__Records shown__.
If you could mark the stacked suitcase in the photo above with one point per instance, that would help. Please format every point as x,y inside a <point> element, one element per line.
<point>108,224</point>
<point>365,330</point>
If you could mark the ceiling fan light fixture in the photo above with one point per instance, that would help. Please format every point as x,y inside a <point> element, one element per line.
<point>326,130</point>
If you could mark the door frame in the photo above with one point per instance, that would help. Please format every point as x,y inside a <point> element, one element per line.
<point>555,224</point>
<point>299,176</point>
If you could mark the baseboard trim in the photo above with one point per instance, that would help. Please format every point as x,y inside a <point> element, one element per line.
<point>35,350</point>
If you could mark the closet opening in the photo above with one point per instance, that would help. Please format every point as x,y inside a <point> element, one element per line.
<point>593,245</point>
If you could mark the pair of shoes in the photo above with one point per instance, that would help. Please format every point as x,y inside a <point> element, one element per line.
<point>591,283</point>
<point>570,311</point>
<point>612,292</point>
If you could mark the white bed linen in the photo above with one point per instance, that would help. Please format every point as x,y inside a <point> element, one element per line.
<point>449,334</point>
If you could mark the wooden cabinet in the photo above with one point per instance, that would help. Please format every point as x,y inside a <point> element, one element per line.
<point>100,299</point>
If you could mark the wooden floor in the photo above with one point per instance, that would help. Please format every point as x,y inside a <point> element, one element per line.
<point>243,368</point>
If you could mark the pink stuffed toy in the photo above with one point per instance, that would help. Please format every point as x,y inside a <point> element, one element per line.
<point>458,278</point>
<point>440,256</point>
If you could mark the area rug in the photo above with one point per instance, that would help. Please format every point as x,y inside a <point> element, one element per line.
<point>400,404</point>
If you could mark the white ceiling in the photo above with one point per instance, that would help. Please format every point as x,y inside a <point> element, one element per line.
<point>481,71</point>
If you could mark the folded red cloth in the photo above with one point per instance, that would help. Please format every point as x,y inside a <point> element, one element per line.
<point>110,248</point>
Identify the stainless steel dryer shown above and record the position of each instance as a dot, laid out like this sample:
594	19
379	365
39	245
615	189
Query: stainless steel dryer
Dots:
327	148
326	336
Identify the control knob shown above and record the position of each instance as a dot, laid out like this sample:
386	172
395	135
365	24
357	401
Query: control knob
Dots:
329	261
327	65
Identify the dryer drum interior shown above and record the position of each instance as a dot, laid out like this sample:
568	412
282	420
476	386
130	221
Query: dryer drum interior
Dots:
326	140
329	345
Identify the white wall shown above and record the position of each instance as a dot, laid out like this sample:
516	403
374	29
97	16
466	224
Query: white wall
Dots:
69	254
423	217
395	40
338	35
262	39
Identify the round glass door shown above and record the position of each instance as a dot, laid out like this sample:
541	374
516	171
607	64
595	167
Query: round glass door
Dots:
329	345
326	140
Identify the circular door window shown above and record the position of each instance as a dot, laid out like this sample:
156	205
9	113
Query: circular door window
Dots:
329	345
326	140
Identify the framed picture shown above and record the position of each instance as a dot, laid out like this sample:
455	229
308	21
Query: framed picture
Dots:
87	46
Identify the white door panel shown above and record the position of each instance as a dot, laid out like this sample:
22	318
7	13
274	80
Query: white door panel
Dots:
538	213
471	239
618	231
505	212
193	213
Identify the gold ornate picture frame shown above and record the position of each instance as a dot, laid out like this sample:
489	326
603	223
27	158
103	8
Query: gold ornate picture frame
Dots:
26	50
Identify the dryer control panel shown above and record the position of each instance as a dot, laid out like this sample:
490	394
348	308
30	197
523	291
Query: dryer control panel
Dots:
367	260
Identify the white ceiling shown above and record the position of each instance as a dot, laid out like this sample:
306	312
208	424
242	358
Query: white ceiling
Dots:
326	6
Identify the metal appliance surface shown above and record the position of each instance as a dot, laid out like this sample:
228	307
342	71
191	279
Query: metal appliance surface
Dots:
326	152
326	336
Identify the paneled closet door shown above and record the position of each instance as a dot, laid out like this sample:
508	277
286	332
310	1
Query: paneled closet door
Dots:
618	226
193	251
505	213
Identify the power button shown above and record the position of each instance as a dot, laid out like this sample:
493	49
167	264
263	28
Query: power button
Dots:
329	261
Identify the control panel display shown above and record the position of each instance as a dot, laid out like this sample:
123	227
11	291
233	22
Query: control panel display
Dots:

__How to complete this task__.
Find each line above that contains "control", and copy those lines.

__Written answer__.
Identify the control knob shown above and record the position of each instance as a dot, laid out like this sample:
Query: control knob
Identify the dryer control panel shown above and record the position of each instance as a dot, laid out like this sample:
Query: dryer control panel
Identify the control panel display shown above and record the position of each instance as a dot, laid out like this sample:
Query: control panel display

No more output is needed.